◆ **DIRECTIONS**: In the Garrapat text, copy out the stretch from "What if there" through "solution is Garrapat.", substituting "illness" for every "disease".

◆ **GIVEN TEXT**:
· · · ·

What if there was a disease that threatened everyone but was largely dismissed by health authorities, forcing millions of sufferers to spend huge amounts of their own money on treatments just to be able to lead a normal life, free of years of pain, disability and depression?
What if this disease was easy to prevent or cure if detected early enough? What if it is was possible to empower people to protect themselves, by providing them with a readily available consumer product? The problem is Lyme disease and the solution is Garrapat.
We at Garrapat are currently developing an improved tick remover, to be marketed together with a rapid turnaround, accurate and reasonably priced laboratory service for detection of the Borrelia spirochete in ticks collected and immobilized by this device.

· · · ·

◆ **AVAILABLE DATA**:
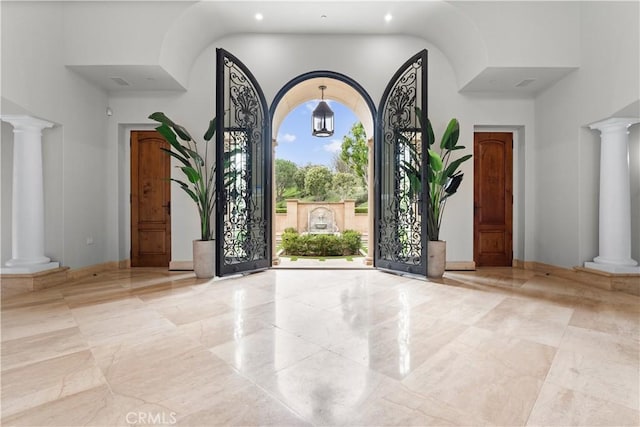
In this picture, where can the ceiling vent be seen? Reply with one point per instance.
(525, 82)
(120, 81)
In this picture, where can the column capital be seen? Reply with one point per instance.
(23, 122)
(614, 123)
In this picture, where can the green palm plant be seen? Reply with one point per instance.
(199, 173)
(443, 176)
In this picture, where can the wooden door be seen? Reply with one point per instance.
(150, 200)
(493, 199)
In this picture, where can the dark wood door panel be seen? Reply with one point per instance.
(150, 201)
(493, 199)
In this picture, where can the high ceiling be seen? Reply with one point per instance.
(458, 29)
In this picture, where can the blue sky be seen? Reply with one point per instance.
(296, 143)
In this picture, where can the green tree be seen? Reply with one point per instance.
(285, 176)
(317, 182)
(345, 185)
(339, 165)
(355, 152)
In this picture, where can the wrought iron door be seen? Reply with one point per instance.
(243, 157)
(400, 214)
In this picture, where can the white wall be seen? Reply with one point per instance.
(568, 154)
(35, 81)
(634, 165)
(527, 33)
(276, 59)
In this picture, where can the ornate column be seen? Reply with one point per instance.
(368, 260)
(615, 198)
(27, 221)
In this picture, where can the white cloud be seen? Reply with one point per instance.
(287, 137)
(335, 146)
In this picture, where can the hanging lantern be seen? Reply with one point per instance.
(322, 118)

· · · ·

◆ **THE COMPLETED TASK**:
What if there was a illness that threatened everyone but was largely dismissed by health authorities, forcing millions of sufferers to spend huge amounts of their own money on treatments just to be able to lead a normal life, free of years of pain, disability and depression?
What if this illness was easy to prevent or cure if detected early enough? What if it is was possible to empower people to protect themselves, by providing them with a readily available consumer product? The problem is Lyme illness and the solution is Garrapat.